Data extract

· · ·

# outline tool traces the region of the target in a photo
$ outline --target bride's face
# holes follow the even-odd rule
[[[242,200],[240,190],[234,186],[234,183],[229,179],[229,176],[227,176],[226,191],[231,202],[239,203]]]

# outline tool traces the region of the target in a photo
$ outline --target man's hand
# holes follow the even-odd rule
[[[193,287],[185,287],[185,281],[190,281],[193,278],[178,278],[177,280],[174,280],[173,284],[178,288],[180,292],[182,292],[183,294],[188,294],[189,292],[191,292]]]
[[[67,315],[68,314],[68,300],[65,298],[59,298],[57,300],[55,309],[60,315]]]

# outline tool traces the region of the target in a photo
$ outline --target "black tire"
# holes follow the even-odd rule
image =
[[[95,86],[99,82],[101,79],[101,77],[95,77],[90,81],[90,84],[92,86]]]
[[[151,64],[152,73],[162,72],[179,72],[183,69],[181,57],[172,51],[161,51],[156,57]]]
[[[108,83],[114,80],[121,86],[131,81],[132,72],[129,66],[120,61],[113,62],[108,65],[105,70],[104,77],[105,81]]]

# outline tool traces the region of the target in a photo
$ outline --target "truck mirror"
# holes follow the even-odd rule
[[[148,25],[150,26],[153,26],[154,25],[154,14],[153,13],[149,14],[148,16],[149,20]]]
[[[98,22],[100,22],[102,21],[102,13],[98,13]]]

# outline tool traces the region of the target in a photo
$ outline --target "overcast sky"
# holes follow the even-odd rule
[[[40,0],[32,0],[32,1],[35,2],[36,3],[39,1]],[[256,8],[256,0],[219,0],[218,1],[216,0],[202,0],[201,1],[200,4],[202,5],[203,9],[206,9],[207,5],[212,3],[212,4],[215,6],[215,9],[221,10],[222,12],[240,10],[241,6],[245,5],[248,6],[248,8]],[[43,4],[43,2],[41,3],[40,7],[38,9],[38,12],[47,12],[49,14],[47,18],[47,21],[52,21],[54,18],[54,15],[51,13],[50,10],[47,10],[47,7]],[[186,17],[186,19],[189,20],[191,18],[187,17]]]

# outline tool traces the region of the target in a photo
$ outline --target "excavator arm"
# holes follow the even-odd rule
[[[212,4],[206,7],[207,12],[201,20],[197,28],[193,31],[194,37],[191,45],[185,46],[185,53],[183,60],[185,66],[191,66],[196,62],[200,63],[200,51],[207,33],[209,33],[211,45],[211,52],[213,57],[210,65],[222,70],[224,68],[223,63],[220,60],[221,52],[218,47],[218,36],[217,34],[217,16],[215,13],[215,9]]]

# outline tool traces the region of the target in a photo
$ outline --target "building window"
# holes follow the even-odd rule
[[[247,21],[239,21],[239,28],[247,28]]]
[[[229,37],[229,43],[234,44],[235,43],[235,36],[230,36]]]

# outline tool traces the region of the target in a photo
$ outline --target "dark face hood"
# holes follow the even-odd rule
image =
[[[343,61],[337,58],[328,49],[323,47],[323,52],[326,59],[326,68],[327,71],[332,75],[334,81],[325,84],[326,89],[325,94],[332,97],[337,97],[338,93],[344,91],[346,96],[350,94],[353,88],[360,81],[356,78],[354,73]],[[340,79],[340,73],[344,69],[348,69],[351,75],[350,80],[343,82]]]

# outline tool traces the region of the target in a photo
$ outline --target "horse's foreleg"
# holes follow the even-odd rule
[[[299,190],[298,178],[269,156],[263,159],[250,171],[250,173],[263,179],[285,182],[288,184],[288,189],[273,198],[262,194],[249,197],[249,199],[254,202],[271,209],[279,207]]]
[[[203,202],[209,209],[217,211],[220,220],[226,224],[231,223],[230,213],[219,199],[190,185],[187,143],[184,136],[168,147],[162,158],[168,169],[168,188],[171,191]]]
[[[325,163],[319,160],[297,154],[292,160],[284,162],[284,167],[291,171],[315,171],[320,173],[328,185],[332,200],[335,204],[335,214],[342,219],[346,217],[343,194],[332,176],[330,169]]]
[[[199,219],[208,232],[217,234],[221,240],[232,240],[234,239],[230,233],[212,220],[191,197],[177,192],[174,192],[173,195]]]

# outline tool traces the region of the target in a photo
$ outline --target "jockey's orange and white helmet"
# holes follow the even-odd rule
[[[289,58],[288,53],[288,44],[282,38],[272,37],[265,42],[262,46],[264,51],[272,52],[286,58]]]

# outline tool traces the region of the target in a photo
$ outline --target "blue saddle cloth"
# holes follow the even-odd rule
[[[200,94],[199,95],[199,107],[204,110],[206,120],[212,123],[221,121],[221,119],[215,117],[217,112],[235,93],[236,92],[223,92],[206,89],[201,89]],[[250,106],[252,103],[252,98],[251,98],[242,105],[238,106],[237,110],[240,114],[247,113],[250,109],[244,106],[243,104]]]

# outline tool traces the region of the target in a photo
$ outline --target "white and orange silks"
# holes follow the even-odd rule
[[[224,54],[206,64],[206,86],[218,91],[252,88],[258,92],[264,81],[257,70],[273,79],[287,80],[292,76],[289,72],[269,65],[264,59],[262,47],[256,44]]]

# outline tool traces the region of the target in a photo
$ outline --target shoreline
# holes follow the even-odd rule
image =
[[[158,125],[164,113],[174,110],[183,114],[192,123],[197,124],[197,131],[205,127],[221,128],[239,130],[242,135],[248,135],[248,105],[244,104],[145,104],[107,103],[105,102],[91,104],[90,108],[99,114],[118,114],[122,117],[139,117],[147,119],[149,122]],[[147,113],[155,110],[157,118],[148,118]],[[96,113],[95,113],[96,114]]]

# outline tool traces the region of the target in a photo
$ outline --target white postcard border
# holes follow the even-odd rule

· · ·

Short task
Copy all data exactly, start to finish.

Reply to the exercise
# outline tool traces the region of the target in a photo
$ outline --target bride's face
# holes follow the even-odd rule
[[[242,200],[240,190],[234,186],[234,183],[229,179],[229,176],[227,176],[226,191],[231,202],[239,203]]]

# outline tool traces the region of the target in a photo
$ outline --target man's hand
# holes follow the even-odd rule
[[[193,287],[185,287],[185,281],[190,281],[193,278],[178,278],[177,280],[174,280],[173,284],[178,288],[180,292],[182,292],[183,294],[188,294],[189,292],[191,292]]]
[[[67,315],[68,314],[68,300],[65,298],[59,298],[57,300],[55,309],[60,315]]]

# outline tool traces the region of the target in a photo
$ outline --target "black tire"
# holes follow the even-odd rule
image =
[[[95,86],[99,82],[101,79],[101,77],[95,77],[90,81],[90,84],[92,86]]]
[[[151,64],[152,73],[162,72],[179,72],[183,69],[181,57],[172,51],[161,51],[156,57]]]
[[[108,83],[114,80],[121,86],[131,81],[132,72],[129,66],[120,61],[113,62],[108,65],[105,70],[104,77],[105,81]]]

# outline tool traces the region of the target in a photo
$ outline --target "truck mirror"
# holes follow the even-odd rule
[[[148,25],[150,26],[153,26],[154,25],[154,14],[153,13],[149,14],[148,16],[149,20]]]
[[[98,22],[100,22],[102,21],[102,13],[98,13]]]

# outline tool traces the region of the target in a photo
$ outline --target "overcast sky"
# holes follow the even-odd rule
[[[40,0],[32,0],[32,1],[35,2],[36,3],[39,1]],[[256,8],[256,0],[219,0],[218,1],[216,0],[202,0],[201,1],[200,4],[202,5],[203,9],[206,9],[207,5],[212,3],[212,4],[215,6],[215,9],[221,10],[222,12],[240,10],[241,6],[245,5],[248,6],[248,8]],[[43,4],[43,2],[41,3],[40,7],[38,9],[38,12],[47,12],[49,14],[47,18],[47,21],[52,21],[54,18],[54,15],[51,13],[50,10],[47,10],[47,7]],[[186,17],[186,19],[189,20],[191,18],[187,17]]]

# outline tool traces the region of the target in a photo
$ outline --target "excavator arm"
# holes follow the even-odd rule
[[[212,4],[206,7],[207,12],[201,20],[197,28],[193,31],[194,37],[191,45],[185,46],[185,53],[183,60],[185,66],[191,66],[196,62],[200,63],[200,51],[207,33],[209,33],[211,45],[211,52],[213,57],[210,65],[222,70],[224,68],[223,63],[220,60],[221,52],[218,47],[218,36],[217,34],[217,16],[215,13],[215,9]]]

# outline tool traces the region of the target in a photo
$ outline --target "building window"
# holes follow the even-odd rule
[[[247,21],[239,21],[239,28],[247,28]]]
[[[229,37],[229,43],[234,44],[235,43],[235,36],[230,36]]]

# outline tool traces the region of the target in a photo
$ outline --target "dark face hood"
# holes follow the even-odd rule
image =
[[[343,61],[337,58],[328,49],[323,47],[323,52],[326,59],[326,68],[327,71],[332,75],[334,81],[325,84],[326,89],[325,94],[332,97],[337,97],[338,93],[344,91],[346,96],[350,94],[353,88],[360,81],[356,78],[354,73]],[[340,79],[340,73],[344,69],[348,69],[351,75],[350,80],[343,82]]]

# outline tool traces the region of the target in a photo
$ outline --target "horse's foreleg"
# holes follow the even-odd rule
[[[299,190],[298,178],[269,156],[263,159],[250,171],[250,173],[263,179],[285,182],[288,184],[288,189],[273,198],[262,194],[249,197],[249,199],[254,202],[271,209],[279,207]]]
[[[203,202],[209,209],[217,211],[220,220],[226,224],[231,223],[230,213],[219,199],[190,185],[187,143],[184,136],[168,147],[162,158],[168,169],[168,188],[171,191]]]
[[[325,163],[319,160],[297,154],[292,160],[284,162],[284,167],[291,171],[315,171],[320,173],[328,185],[332,200],[335,204],[335,214],[342,219],[346,217],[343,194],[332,176],[330,169]]]
[[[199,219],[208,232],[217,234],[221,240],[232,240],[234,239],[230,233],[212,220],[191,197],[177,192],[174,192],[173,195]]]

# outline tool traces the region of the target in a photo
$ outline --target "jockey's orange and white helmet"
# holes follow the even-odd rule
[[[289,58],[288,53],[288,44],[282,38],[272,37],[265,42],[262,46],[264,51],[272,52],[286,58]]]

# outline tool traces the region of the target in a photo
$ outline --target "blue saddle cloth"
# holes follow the even-odd rule
[[[200,94],[199,95],[199,107],[204,110],[206,120],[212,123],[221,121],[221,119],[215,117],[217,112],[235,93],[236,92],[223,92],[206,89],[201,89]],[[250,106],[252,103],[252,98],[251,98],[242,105],[238,106],[237,110],[240,114],[247,113],[250,109],[244,106],[243,104]]]

# outline tool traces the region of the target in a photo
$ outline --target "white and orange silks"
# holes follow the even-odd rule
[[[224,54],[206,64],[206,86],[218,91],[252,88],[258,92],[264,81],[257,70],[273,79],[287,80],[292,76],[289,72],[269,65],[264,59],[262,47],[256,44]]]

# outline tool traces the region of the target in a photo
$ outline --target shoreline
# holes follow the even-odd rule
image =
[[[158,125],[164,113],[174,110],[183,114],[192,123],[197,124],[197,131],[205,127],[221,128],[239,130],[242,135],[248,135],[248,105],[244,104],[145,104],[107,103],[105,102],[91,104],[90,108],[99,114],[118,114],[122,117],[139,117],[147,119],[149,122]],[[147,113],[155,110],[157,118],[148,118]],[[96,113],[95,113],[96,114]]]

# outline tool traces the region of the target in a photo
$ outline --target white postcard border
# holes follow the even-odd rule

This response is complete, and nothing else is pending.